**Aufgaben:**
a) Welche Flächenangaben in Quadratmetern nennt der Textauszug über klimagerechtes Bauen, und worauf bezieht sich jede davon?
b) Schreibe aus dem Textauszug über klimagerechtes Bauen den Abschnitt wortgetreu ab. Setze bei den Worten „Doch wenn wir“ ein und ende nach „kunstvoll vergrößerte Oberfläche.“.
c) Beantworte diese Fragen zum Textauszug über klimagerechtes Bauen:
(i) Wie groß ist die menschliche Lunge laut Textauszug?
(ii) Wie lang ist der Dünndarm?
(iii) In welchem Jahr gab Le Corbusier die Charta von Athen heraus?

**Textauszug:**
··········
Im klimagerechten Bauen der 70er und 80er Jahre wollte man den energetischen
Austausch zwischen diesen beiden Bereichen möglichst minimieren,
um den Wärmeaustausch zu verringern. Daher forderte man möglichst
kompakte Baukörper mit einer geringen Außenoberfläche.
Die Natur scheint dieses Prinzip energetischer Optimierung zunächst
zu bestätigen: Bei den Tieren kälterer Klimazonen ist die Körperoberfläche
klein gehalten, um den Wärmeaustausch mit der Umwelt zu verringern.
Doch wenn wir die Lebewesen genauer untersuchen, stellen wir fest, das
einige ihrer Organe, die das Verhältnis von Innen zu Außen
regulieren, auf dem gegensätzlichen Prinzip der Oberflächenmaximierung
beruhen. Die Lunge, die für den Gasaustausch verantwortlich ist,
hat eine höchst kunstvoll vergrößerte Oberfläche.
Mit Hilfe von Millionen kleinster Lungenbläschen verfügt die
6 Liter große menschliche Lunge über eine Austauschoberfläche
von 100 qm. Ebenso hat der 2m lange Dünndarm, über den die Nährstoffe
in den menschlichen Körper gelangen, eine mit Hilfe unzähliger
Faltungen und Zotten vergrößerte Oberfläche von 200 qm.
Daß bei Lebewesen die Oberflächen zur Luft- und Nährstoffaufnahme
maximiert sind, ist bei Pflanzen noch offensichtlicher: Mit einer Blattoberfläche
von über 1000 qm kann ein ausgewachsener Laubbaum die Sonneneinstrahlung
optimal einfangen und optimal ventilieren.
Auch bei Gebäuden erfolgt die natürliche Belichtung, Belüftung
und Besonnung über die Außenhaut. Will man diese optimieren,
so wird man eine möglichst große Austauschoberfläche bevorzugen.
Dieses Konzept wurde von Architekten in den 20er Jahren verfolgt. Ihre
Absicht war, ein Maximum an Licht, Luft, Sonne zu garantieren. Das Haus
sollte sich zum Außenraum öffnen, von Licht, Luft, Sonne durchdrungen
sein. 'Die Sonne einführen, das ist eine neue und die gebieterische
Aufgabe des Architekten.' hieß es in der von Le Corbusier 1943 herausgegebenen
Charta von Athen. Man verstand die natürliche Umwelt als einen positiven
Faktor, den man so weit wie möglich für das Gebäude nutzen
wollte. Denn - so schrieb Le Corbusier 1942: 'Isoliert von seiner natürlichen
Umwelt stirbt jeder Organismus'. Le Corbusier war es, der die interessantesten
und weitesgehenden architektonischen Ideen für eine optimale Verknüpfung
von Haus und Umwelt entwickelte. Er entwarf neue Formen der räumlichen
Organisation, die durch eine Maximierung der Grenzfläche zwischen
Innen- und Außenraum beide Bereiche eng miteinander verzahnten.
··········
(Gespeicherte Dateneinträge)
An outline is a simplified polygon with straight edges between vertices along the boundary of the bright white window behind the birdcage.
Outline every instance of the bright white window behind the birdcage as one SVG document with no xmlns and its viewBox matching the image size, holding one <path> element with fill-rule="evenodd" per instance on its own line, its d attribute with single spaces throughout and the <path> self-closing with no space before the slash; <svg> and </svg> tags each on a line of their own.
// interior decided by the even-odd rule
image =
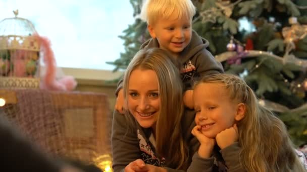
<svg viewBox="0 0 307 172">
<path fill-rule="evenodd" d="M 112 70 L 106 61 L 124 52 L 118 36 L 134 22 L 128 0 L 1 0 L 0 21 L 16 9 L 50 39 L 59 67 Z"/>
</svg>

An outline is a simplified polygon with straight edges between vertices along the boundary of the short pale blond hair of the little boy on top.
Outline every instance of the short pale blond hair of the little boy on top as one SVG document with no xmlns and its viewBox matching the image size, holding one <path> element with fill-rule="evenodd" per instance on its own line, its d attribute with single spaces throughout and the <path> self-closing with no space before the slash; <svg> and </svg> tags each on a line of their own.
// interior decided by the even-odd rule
<svg viewBox="0 0 307 172">
<path fill-rule="evenodd" d="M 191 0 L 144 0 L 140 18 L 148 25 L 155 25 L 159 18 L 168 19 L 174 14 L 177 19 L 184 15 L 193 18 L 195 13 Z"/>
</svg>

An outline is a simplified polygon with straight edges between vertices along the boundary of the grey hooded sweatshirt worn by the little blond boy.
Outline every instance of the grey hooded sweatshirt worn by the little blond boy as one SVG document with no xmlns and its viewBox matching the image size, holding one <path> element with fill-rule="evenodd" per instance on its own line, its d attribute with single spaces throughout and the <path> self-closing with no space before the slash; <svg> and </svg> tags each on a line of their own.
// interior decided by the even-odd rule
<svg viewBox="0 0 307 172">
<path fill-rule="evenodd" d="M 192 31 L 191 42 L 177 57 L 181 65 L 180 72 L 184 90 L 191 90 L 193 83 L 204 75 L 224 72 L 222 64 L 207 50 L 208 46 L 209 42 L 206 39 Z M 158 40 L 151 38 L 140 47 L 140 49 L 147 48 L 159 48 Z M 123 79 L 118 82 L 116 96 L 122 89 L 122 81 Z"/>
</svg>

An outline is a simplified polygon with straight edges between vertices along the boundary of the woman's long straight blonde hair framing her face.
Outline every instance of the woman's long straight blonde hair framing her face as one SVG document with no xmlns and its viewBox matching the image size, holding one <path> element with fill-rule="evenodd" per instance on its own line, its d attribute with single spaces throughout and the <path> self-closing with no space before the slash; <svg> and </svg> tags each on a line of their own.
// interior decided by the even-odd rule
<svg viewBox="0 0 307 172">
<path fill-rule="evenodd" d="M 159 48 L 138 51 L 124 75 L 123 90 L 126 105 L 129 103 L 127 99 L 129 77 L 135 69 L 154 70 L 157 74 L 160 97 L 155 131 L 158 156 L 166 158 L 166 165 L 169 167 L 185 168 L 187 150 L 180 124 L 183 114 L 182 82 L 177 63 L 165 50 Z"/>
</svg>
··········
**Schriftliche Antworten:**
a)
100 qm: Austauschoberfläche der menschlichen Lunge
200 qm: Oberfläche des Dünndarms
über 1000 qm: Blattoberfläche eines ausgewachsenen Laubbaums

b)
Doch wenn wir die Lebewesen genauer untersuchen, stellen wir fest, das
einige ihrer Organe, die das Verhältnis von Innen zu Außen
regulieren, auf dem gegensätzlichen Prinzip der Oberflächenmaximierung
beruhen. Die Lunge, die für den Gasaustausch verantwortlich ist,
hat eine höchst kunstvoll vergrößerte Oberfläche.

c)
(i) 6 Liter
(ii) 2 m
(iii) 1943